■ **Provided data**:
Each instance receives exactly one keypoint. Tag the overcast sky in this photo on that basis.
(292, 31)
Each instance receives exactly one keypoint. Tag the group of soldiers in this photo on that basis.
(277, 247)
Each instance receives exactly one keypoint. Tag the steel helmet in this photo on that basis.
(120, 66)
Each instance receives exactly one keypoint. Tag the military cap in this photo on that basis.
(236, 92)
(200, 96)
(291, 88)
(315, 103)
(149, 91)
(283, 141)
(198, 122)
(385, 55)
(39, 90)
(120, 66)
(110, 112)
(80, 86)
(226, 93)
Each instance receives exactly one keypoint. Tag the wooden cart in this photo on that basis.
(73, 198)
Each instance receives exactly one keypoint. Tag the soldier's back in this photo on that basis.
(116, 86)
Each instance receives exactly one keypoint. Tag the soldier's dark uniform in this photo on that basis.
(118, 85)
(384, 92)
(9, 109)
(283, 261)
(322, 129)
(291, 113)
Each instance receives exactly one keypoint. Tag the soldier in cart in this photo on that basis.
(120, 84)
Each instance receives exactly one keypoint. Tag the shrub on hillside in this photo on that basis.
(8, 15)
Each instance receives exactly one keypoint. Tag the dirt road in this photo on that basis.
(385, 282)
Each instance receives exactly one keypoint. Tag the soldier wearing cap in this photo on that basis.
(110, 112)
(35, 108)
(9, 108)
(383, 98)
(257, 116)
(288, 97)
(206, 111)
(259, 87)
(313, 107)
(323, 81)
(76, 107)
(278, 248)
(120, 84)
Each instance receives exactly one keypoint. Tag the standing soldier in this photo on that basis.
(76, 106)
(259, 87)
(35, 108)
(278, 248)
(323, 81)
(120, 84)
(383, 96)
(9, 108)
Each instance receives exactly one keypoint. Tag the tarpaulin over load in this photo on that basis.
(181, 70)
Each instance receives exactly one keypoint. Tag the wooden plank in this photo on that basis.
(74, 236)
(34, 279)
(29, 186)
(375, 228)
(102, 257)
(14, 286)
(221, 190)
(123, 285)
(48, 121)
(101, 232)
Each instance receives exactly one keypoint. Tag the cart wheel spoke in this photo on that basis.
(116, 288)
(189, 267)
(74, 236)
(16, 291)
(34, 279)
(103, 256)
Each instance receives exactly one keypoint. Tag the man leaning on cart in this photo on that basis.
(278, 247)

■ **Task brief**:
Reproduce the listing from the "plank in this photo on that basis." line onward, verbatim.

■ **Task solution**:
Each instance receives exactly one keypoint. Tag the wooden plank in this photo on that basis.
(74, 236)
(34, 279)
(29, 186)
(375, 228)
(102, 257)
(14, 286)
(221, 190)
(123, 285)
(48, 121)
(101, 232)
Each instance receives exactly one keypoint. Tag the cart wheel spoke in this photo on that basis.
(116, 288)
(189, 267)
(74, 236)
(16, 291)
(34, 279)
(103, 256)
Each instance receives exactly one keypoint. Tag the man leaning on cart in this photo on that basis.
(278, 247)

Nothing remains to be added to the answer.